Records for processing:
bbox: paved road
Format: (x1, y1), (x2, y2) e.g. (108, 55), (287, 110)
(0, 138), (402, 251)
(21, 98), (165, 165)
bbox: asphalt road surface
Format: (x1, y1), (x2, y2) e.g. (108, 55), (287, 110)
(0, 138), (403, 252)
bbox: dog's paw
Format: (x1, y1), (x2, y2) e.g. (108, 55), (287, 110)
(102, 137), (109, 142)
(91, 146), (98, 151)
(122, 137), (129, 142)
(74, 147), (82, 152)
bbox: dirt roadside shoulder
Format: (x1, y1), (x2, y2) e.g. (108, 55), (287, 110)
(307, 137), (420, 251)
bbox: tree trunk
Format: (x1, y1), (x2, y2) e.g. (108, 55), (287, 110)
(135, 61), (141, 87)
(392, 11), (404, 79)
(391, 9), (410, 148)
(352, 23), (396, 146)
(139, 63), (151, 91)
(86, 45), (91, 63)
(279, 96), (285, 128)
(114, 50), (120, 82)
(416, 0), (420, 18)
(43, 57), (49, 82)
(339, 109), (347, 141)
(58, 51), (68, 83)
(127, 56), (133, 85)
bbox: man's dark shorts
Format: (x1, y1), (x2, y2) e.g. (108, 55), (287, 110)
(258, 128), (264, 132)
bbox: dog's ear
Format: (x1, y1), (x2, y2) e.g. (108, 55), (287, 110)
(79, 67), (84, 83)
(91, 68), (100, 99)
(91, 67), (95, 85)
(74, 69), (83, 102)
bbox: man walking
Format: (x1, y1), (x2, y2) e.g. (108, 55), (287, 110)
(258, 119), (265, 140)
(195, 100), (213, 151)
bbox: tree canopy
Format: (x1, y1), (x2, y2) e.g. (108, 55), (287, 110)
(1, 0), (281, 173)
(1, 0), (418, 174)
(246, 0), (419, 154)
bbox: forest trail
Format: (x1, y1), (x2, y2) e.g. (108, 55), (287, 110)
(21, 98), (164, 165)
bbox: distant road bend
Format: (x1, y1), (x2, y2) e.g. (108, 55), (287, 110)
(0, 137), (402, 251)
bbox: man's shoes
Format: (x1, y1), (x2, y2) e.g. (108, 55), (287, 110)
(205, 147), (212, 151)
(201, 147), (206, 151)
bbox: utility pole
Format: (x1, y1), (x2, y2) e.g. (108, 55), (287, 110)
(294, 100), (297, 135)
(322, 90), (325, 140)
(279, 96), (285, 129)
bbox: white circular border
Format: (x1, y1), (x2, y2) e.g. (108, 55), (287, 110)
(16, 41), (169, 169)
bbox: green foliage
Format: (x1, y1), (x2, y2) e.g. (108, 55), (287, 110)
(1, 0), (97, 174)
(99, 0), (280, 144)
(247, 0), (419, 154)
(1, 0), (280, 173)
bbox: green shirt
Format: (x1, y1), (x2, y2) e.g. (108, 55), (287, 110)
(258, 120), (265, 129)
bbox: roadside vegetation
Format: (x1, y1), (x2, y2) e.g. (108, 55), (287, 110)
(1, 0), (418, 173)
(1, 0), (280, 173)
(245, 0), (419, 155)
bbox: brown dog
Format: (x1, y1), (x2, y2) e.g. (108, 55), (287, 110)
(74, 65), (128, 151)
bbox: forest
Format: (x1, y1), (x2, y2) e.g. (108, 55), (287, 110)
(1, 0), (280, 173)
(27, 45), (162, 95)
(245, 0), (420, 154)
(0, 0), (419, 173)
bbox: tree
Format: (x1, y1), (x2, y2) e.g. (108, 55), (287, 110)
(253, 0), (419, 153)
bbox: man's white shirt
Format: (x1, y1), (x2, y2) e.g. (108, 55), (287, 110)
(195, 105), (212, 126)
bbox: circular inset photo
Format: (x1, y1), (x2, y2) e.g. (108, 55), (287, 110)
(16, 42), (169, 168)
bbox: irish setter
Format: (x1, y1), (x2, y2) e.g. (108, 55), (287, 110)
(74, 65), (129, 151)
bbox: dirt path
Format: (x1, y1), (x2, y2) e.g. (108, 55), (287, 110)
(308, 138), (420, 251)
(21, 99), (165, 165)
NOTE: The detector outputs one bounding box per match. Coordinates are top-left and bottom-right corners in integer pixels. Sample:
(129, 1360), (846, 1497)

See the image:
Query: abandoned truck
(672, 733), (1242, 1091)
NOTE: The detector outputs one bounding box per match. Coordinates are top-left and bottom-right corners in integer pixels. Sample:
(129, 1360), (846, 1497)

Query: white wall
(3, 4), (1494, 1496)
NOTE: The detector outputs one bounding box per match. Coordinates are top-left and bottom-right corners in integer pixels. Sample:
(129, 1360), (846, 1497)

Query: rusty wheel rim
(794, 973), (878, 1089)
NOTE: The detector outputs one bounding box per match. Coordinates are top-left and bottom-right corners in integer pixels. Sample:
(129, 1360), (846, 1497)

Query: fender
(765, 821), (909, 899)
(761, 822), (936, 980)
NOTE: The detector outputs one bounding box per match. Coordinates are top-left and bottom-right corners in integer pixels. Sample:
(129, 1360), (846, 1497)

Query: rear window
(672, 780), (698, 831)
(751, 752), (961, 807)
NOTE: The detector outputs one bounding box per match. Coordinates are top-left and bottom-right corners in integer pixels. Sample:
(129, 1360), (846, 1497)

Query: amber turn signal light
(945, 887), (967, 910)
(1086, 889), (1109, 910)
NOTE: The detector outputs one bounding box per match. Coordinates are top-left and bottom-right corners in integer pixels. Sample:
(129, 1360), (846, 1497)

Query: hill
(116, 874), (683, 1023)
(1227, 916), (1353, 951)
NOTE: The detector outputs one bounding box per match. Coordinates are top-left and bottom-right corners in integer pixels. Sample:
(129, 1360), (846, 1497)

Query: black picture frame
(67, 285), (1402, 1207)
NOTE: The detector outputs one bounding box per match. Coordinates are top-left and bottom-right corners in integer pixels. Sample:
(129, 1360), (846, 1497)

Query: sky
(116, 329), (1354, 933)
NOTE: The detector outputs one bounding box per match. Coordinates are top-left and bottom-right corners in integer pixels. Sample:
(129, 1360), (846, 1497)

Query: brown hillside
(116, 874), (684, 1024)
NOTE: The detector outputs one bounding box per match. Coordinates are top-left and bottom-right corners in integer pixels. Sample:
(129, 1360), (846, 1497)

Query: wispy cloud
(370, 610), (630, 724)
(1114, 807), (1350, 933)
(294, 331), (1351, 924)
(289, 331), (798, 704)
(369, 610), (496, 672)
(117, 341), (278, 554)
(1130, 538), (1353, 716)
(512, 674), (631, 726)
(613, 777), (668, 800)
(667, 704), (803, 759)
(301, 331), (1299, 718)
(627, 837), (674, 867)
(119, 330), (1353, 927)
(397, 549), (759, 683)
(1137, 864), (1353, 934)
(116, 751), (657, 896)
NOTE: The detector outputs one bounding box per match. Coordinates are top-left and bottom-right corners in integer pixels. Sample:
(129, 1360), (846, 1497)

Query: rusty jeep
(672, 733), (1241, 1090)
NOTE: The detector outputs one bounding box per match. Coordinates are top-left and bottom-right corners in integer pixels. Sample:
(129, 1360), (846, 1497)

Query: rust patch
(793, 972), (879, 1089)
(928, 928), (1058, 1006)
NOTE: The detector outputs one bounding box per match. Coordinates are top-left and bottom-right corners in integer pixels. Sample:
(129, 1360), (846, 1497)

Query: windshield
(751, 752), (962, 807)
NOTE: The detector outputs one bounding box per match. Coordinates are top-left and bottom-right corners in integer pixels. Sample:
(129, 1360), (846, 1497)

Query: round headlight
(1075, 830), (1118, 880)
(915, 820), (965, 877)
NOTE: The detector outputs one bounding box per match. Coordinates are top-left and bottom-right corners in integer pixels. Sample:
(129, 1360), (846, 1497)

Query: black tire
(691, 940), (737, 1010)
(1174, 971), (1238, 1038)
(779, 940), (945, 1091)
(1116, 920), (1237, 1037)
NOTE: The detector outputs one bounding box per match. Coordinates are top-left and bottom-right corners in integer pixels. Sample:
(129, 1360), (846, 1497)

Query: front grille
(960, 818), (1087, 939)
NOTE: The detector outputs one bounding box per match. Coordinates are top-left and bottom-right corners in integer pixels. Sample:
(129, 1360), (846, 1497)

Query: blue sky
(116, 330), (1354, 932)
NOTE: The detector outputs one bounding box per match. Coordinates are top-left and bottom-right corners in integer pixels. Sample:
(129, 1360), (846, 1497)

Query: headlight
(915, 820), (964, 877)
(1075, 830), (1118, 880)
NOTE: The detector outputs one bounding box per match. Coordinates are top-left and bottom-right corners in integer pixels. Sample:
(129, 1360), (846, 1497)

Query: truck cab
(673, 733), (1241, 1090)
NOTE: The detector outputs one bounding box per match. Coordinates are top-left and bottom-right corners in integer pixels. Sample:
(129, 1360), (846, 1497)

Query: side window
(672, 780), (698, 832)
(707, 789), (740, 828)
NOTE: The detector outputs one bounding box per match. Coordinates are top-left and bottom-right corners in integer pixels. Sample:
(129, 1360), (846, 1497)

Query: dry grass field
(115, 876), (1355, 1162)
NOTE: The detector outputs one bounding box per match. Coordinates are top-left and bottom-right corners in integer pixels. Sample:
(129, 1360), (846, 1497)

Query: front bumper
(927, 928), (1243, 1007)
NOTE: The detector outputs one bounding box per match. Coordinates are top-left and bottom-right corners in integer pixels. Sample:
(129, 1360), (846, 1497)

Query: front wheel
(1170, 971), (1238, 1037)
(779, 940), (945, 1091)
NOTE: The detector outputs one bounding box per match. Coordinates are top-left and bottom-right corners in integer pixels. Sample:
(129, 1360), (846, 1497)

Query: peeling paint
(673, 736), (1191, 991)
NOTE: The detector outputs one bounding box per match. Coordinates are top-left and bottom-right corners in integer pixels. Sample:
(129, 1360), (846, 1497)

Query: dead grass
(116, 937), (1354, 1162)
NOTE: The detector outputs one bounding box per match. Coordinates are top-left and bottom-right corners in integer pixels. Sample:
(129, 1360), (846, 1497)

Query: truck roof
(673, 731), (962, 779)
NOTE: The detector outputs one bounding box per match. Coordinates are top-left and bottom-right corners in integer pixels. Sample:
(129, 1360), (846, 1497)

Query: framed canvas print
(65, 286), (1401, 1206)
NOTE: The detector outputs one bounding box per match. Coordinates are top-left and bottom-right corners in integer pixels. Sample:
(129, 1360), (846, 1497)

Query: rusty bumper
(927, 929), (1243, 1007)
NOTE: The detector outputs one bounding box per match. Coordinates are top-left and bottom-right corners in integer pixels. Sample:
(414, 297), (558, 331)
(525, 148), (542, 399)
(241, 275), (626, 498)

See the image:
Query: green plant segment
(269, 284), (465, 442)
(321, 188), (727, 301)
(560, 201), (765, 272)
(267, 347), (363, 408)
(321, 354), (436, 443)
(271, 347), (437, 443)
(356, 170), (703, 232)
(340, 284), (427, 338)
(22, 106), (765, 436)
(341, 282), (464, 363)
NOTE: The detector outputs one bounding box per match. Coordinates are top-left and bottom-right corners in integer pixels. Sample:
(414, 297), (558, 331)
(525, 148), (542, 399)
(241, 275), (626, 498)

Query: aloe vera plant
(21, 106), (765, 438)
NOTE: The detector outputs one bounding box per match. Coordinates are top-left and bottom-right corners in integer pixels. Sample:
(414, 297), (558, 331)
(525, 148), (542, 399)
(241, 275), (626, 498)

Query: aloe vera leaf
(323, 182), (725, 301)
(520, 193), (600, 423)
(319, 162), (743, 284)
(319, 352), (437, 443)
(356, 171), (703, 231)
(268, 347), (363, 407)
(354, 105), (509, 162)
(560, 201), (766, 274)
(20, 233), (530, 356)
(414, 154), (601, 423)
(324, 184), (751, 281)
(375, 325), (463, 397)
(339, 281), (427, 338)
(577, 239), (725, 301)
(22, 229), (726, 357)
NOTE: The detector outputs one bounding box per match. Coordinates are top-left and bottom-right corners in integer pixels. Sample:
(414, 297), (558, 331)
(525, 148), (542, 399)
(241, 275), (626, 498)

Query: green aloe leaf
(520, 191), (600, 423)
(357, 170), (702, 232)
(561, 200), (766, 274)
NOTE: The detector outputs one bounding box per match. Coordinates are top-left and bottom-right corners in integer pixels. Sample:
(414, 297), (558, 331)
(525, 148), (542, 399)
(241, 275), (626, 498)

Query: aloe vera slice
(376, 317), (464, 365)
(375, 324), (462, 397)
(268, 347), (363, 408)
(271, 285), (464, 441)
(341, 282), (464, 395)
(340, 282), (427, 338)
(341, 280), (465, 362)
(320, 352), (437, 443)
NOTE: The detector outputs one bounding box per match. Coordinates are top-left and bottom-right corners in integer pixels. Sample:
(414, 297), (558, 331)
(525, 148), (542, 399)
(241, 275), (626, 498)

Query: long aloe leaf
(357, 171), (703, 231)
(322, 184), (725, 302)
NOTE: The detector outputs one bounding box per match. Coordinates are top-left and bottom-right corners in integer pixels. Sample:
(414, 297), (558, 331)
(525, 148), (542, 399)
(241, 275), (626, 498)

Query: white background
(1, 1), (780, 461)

Try it:
From the data, collect all lines where the string "tree" appears.

Reply to the task:
bbox: tree trunk
bbox: tree canopy
bbox: tree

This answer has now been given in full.